◆ SOURCE MATERIAL
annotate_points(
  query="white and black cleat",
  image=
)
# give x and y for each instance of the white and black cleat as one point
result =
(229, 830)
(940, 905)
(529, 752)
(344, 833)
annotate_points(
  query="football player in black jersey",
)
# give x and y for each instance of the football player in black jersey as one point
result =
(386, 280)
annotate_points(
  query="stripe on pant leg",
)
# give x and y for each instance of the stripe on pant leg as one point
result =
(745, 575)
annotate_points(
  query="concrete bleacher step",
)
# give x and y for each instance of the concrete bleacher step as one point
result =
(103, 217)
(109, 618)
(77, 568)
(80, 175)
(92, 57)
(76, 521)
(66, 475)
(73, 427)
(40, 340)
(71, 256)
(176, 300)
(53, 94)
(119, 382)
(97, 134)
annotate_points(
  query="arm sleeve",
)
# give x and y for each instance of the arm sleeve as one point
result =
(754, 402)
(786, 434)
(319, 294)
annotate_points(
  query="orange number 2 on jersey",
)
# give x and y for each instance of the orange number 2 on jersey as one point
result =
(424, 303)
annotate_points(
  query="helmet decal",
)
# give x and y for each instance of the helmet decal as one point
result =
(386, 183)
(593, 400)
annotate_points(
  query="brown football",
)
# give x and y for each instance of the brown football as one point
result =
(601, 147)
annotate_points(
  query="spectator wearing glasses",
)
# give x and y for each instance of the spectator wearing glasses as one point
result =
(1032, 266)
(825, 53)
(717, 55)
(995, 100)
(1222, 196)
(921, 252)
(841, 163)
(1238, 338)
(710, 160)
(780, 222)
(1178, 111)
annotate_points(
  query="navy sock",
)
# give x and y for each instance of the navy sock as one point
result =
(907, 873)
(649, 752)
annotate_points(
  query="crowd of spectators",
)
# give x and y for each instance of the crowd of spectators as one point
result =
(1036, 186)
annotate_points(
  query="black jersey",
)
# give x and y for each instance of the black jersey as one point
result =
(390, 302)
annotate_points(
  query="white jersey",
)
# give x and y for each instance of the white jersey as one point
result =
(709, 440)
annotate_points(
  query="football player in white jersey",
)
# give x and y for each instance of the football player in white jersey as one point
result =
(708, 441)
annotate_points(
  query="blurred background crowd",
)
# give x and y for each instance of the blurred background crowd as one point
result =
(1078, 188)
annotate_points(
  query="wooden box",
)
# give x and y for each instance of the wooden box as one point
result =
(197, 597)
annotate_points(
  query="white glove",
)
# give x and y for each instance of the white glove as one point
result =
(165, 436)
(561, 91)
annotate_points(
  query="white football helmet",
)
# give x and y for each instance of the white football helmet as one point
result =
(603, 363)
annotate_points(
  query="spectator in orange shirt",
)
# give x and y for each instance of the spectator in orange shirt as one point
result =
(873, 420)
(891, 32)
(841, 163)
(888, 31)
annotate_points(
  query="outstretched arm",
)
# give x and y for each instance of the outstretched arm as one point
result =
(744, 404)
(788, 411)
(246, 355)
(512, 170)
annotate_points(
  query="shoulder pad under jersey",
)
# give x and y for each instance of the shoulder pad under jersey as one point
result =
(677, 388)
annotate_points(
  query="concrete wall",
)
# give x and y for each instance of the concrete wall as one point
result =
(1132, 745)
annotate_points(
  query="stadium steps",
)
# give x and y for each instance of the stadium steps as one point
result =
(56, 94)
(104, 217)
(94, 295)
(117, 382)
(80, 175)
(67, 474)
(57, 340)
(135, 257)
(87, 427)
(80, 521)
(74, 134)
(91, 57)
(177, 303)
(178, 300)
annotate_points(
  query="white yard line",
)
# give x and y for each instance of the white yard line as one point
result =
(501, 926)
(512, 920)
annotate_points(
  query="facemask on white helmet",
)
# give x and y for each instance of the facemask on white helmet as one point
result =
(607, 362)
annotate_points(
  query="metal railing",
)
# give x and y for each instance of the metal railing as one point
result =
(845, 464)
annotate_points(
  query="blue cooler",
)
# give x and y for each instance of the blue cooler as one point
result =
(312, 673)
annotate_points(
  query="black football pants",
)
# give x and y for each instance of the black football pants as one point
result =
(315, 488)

◆ WORK INSTRUCTION
When you write the entries out again, keep every word and mark exactly as it is.

◆ OUTPUT FOR THIS EXERCISE
annotate_points(
  query="white and black cleat",
  image=
)
# give x and y for each instance of the white and black cleat as one point
result =
(229, 830)
(940, 905)
(529, 752)
(344, 833)
annotate_points(
  query="football player in black jersey",
)
# give x and y for each instance of the football player in black jersey as one point
result =
(386, 280)
annotate_points(
  query="stripe on pant leg",
)
# give x and y for each instance of the stripe on pant leg as one point
result =
(745, 575)
annotate_points(
  query="concrete bleacher step",
)
# give x and y for each instance of the concrete bleacher step as one point
result =
(103, 217)
(109, 618)
(77, 568)
(80, 175)
(92, 57)
(76, 521)
(66, 475)
(73, 427)
(40, 340)
(71, 256)
(176, 300)
(53, 94)
(119, 382)
(97, 134)
annotate_points(
  query="arm sleeve",
)
# give x and y for each instance of the arm sleeve as one point
result =
(754, 402)
(786, 434)
(319, 294)
annotate_points(
  query="orange number 2 on jersey",
)
# give x and y for each instance of the orange number 2 on jersey as one point
result =
(424, 303)
annotate_points(
  query="helmet decal",
)
# give x and y for each instance of the helmet decal as one point
result =
(386, 183)
(593, 400)
annotate_points(
  query="brown football",
)
# give x and y for each instance of the brown football as one point
result =
(601, 147)
annotate_points(
  query="spectator wearing glasses",
)
# give x and y for each instance of the spectator wearing glasses as one point
result =
(1032, 266)
(825, 53)
(717, 55)
(995, 100)
(1222, 196)
(921, 252)
(841, 163)
(1238, 338)
(710, 160)
(780, 222)
(1178, 111)
annotate_points(
  query="navy sock",
)
# give x and y for each instance of the navy sock as one point
result =
(907, 873)
(649, 752)
annotate_points(
  query="crowd of spectators",
)
# give x and y for each instance of the crowd of spectators as one point
result =
(1036, 186)
annotate_points(
  query="black jersey",
)
# give x and y for each instance of the black jersey as one point
result =
(390, 302)
annotate_points(
  query="white jersey",
)
# give x and y for each instance of the white jersey as one point
result =
(709, 440)
annotate_points(
  query="football player in white jersey",
)
# give x and y for each instance of the football player in white jersey as one point
result =
(708, 441)
annotate_points(
  query="blurred background crowd",
)
# give x and y for each instance of the blurred background crowd as one point
result =
(1078, 188)
annotate_points(
  query="wooden box",
)
# give x and y for each instance of the wooden box as one point
result =
(197, 597)
annotate_points(
  query="white glove",
)
# give x and y for each instance of the white glove as one point
result =
(165, 436)
(561, 91)
annotate_points(
  query="white football helmet",
)
# give x and y for each instance of the white football helmet as one point
result =
(603, 363)
annotate_points(
  query="spectator in orange shirt",
)
# give x and y for each instance of the spectator in orange shirt as one point
result =
(873, 420)
(891, 32)
(841, 163)
(888, 31)
annotate_points(
  query="outstretched arm",
)
# give x and y for each instance of the outstretched arm as one point
result =
(744, 404)
(788, 411)
(246, 355)
(512, 170)
annotate_points(
  query="shoulder pad under jersey",
)
# give x and y for each instance of the shoulder pad under jersey as one point
result =
(677, 388)
annotate_points(
  query="concrete wall",
)
# give x and y for each instance of the concrete wall as one point
result =
(1132, 745)
annotate_points(
  query="stadium steps",
)
# give x and y for each instance of the stadium steps as one point
result =
(56, 94)
(104, 217)
(94, 295)
(117, 382)
(80, 175)
(67, 474)
(57, 340)
(135, 257)
(87, 427)
(80, 521)
(74, 134)
(91, 57)
(177, 303)
(178, 300)
annotate_points(
  query="white yard line",
)
# give x and y for each instance of the white yard line as one point
result =
(501, 926)
(512, 920)
annotate_points(
  query="facemask on white helmet",
)
# give x and y for each instance of the facemask on white helmet as one point
result =
(607, 362)
annotate_points(
  query="metal railing",
)
# give x and y for each instance of the metal railing as one point
result =
(845, 464)
annotate_points(
  query="blue cooler",
)
# give x and y for each instance of the blue cooler as one point
result =
(312, 673)
annotate_points(
  query="black football pants",
)
# give x and y for each instance of the black football pants as one point
result =
(315, 488)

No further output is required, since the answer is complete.